_Brief:_ Please copy every row below word for word, leaving out the pictures.

_Exercise inputs:_
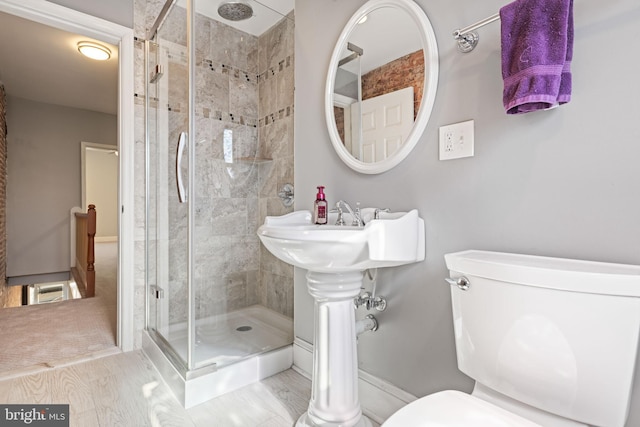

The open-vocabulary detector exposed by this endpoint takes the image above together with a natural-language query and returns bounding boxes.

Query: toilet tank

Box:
[445,251,640,427]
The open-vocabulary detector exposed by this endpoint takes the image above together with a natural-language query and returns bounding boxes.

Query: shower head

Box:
[218,1,253,21]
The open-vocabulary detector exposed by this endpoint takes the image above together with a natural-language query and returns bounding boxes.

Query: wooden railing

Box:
[72,205,96,297]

_Final result:_
The open-vocabulary detector exposed by this endpoint takes the image above together with a natural-language query and returns bounding boxes.

Query: toilet tank

Box:
[445,251,640,427]
The open-vocabulary detector exposed by this endpoint takes the image above together with a natural-language query and returns bounding boxes.

Query: shower head

Box:
[218,1,253,21]
The open-vocabulary detector exposed by this endpoint takes the image above together with a natural-language query and returns bounding boxes.

Query: wooden railing

Box:
[72,205,96,297]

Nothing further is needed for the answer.